### YOUR INSTRUCTIONS
The following entries should be restated word for word, pictures excluded.

========================================================================

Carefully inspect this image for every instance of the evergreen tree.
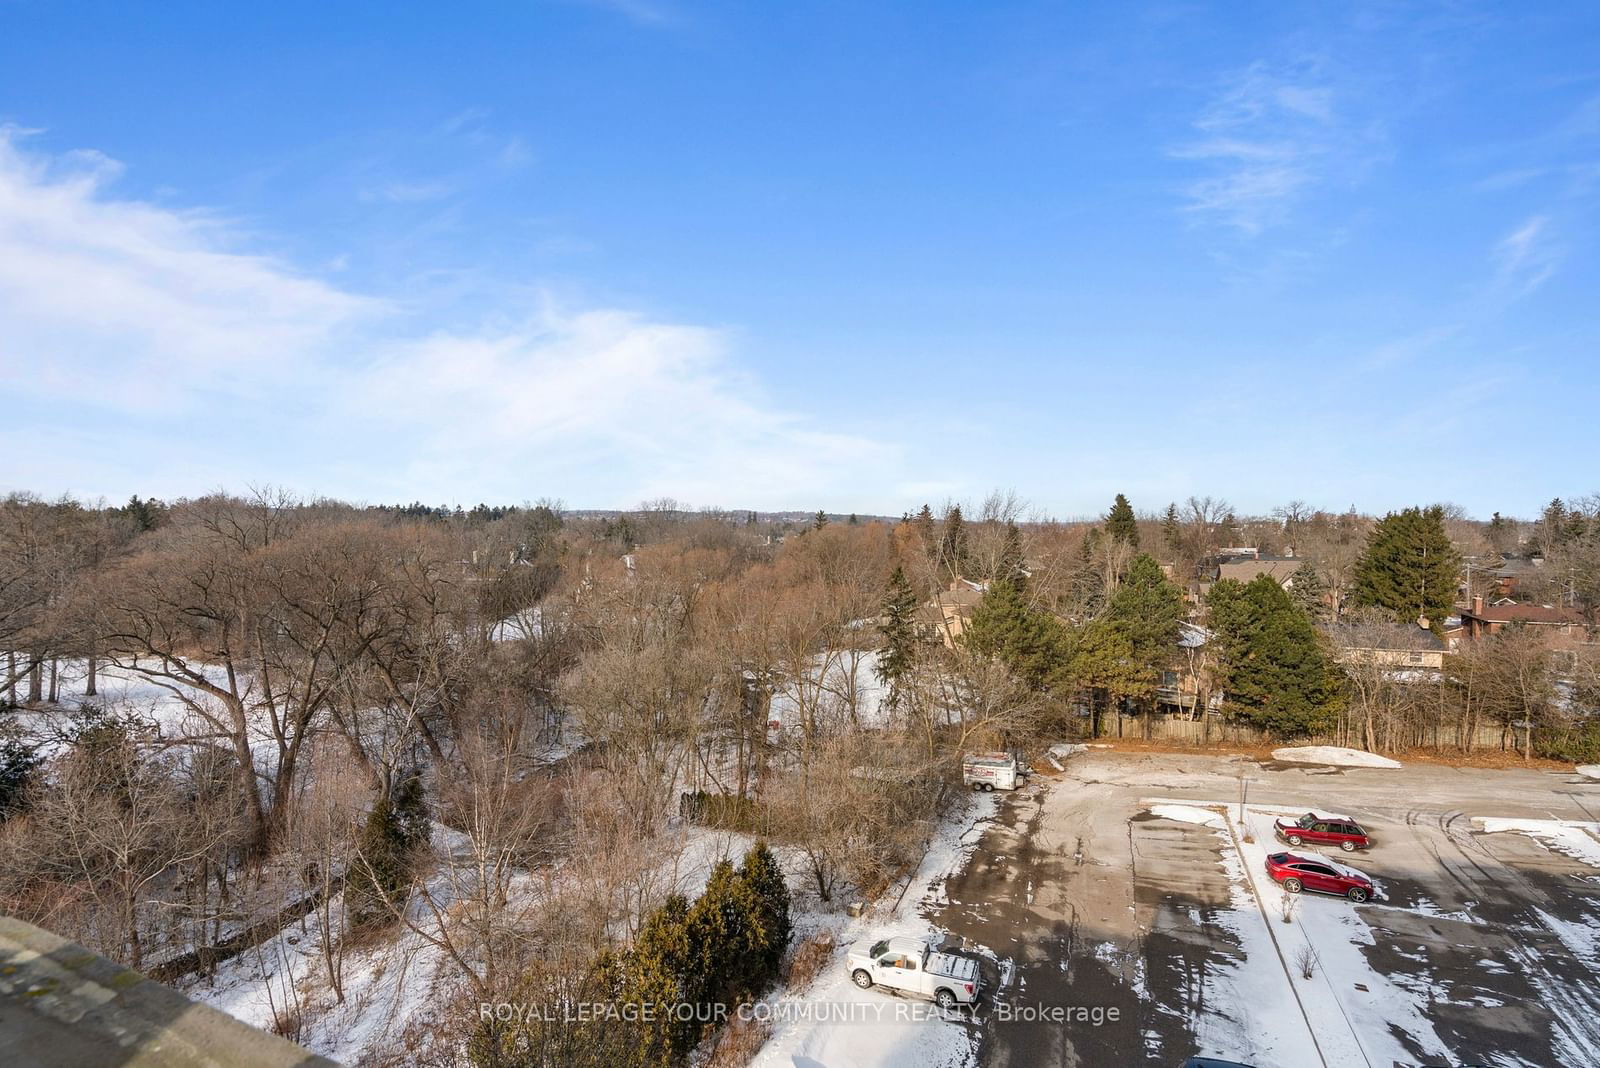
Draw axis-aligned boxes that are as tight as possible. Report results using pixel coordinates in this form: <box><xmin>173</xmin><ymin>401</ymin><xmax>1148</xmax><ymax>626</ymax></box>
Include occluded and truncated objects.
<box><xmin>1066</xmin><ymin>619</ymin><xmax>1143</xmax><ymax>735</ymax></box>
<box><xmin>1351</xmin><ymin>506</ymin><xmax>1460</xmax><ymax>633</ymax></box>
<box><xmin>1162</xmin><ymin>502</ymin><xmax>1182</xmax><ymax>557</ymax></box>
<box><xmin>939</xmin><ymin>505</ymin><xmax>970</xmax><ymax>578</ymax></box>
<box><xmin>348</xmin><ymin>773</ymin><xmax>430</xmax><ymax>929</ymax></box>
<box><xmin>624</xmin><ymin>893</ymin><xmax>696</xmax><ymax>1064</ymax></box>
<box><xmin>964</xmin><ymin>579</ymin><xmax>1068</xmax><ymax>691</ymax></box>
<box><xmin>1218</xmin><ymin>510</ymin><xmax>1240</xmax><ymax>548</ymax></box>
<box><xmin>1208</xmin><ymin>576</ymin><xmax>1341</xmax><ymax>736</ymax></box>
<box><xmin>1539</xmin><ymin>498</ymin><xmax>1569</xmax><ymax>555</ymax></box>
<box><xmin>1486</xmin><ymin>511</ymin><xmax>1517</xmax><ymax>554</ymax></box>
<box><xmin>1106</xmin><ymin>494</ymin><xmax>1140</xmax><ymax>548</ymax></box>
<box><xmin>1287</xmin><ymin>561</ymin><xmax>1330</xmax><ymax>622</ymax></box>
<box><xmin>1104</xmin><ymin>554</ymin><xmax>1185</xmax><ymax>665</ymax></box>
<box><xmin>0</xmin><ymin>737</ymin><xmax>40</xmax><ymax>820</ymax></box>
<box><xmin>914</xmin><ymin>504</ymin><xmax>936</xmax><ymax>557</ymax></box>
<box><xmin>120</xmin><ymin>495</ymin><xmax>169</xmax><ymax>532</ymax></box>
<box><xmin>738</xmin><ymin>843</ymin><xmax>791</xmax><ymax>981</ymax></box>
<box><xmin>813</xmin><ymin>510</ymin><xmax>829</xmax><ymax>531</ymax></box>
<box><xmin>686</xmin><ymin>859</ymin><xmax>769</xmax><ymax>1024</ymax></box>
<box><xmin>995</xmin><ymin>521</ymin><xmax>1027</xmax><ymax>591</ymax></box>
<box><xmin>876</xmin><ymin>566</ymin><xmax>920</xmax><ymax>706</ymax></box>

========================================================================

### SOLUTION TO THIS PROBLEM
Carefully inspect this image for every instance of the evergreen tree.
Draw axis-aligned boxes that are as tight as possible. Report results using pixel coordinates in this form: <box><xmin>173</xmin><ymin>401</ymin><xmax>1148</xmax><ymax>626</ymax></box>
Include occluded and truncated objects.
<box><xmin>1066</xmin><ymin>619</ymin><xmax>1143</xmax><ymax>735</ymax></box>
<box><xmin>1351</xmin><ymin>506</ymin><xmax>1460</xmax><ymax>633</ymax></box>
<box><xmin>1162</xmin><ymin>502</ymin><xmax>1182</xmax><ymax>557</ymax></box>
<box><xmin>939</xmin><ymin>505</ymin><xmax>970</xmax><ymax>578</ymax></box>
<box><xmin>348</xmin><ymin>773</ymin><xmax>430</xmax><ymax>929</ymax></box>
<box><xmin>624</xmin><ymin>893</ymin><xmax>696</xmax><ymax>1064</ymax></box>
<box><xmin>964</xmin><ymin>579</ymin><xmax>1068</xmax><ymax>691</ymax></box>
<box><xmin>1218</xmin><ymin>510</ymin><xmax>1240</xmax><ymax>548</ymax></box>
<box><xmin>1208</xmin><ymin>576</ymin><xmax>1341</xmax><ymax>736</ymax></box>
<box><xmin>1539</xmin><ymin>498</ymin><xmax>1569</xmax><ymax>555</ymax></box>
<box><xmin>1486</xmin><ymin>511</ymin><xmax>1517</xmax><ymax>554</ymax></box>
<box><xmin>1106</xmin><ymin>494</ymin><xmax>1140</xmax><ymax>548</ymax></box>
<box><xmin>1287</xmin><ymin>561</ymin><xmax>1330</xmax><ymax>622</ymax></box>
<box><xmin>1104</xmin><ymin>554</ymin><xmax>1185</xmax><ymax>665</ymax></box>
<box><xmin>0</xmin><ymin>737</ymin><xmax>40</xmax><ymax>820</ymax></box>
<box><xmin>914</xmin><ymin>504</ymin><xmax>936</xmax><ymax>557</ymax></box>
<box><xmin>120</xmin><ymin>495</ymin><xmax>169</xmax><ymax>532</ymax></box>
<box><xmin>738</xmin><ymin>843</ymin><xmax>791</xmax><ymax>981</ymax></box>
<box><xmin>813</xmin><ymin>510</ymin><xmax>829</xmax><ymax>531</ymax></box>
<box><xmin>686</xmin><ymin>859</ymin><xmax>769</xmax><ymax>1024</ymax></box>
<box><xmin>995</xmin><ymin>521</ymin><xmax>1027</xmax><ymax>591</ymax></box>
<box><xmin>876</xmin><ymin>566</ymin><xmax>920</xmax><ymax>706</ymax></box>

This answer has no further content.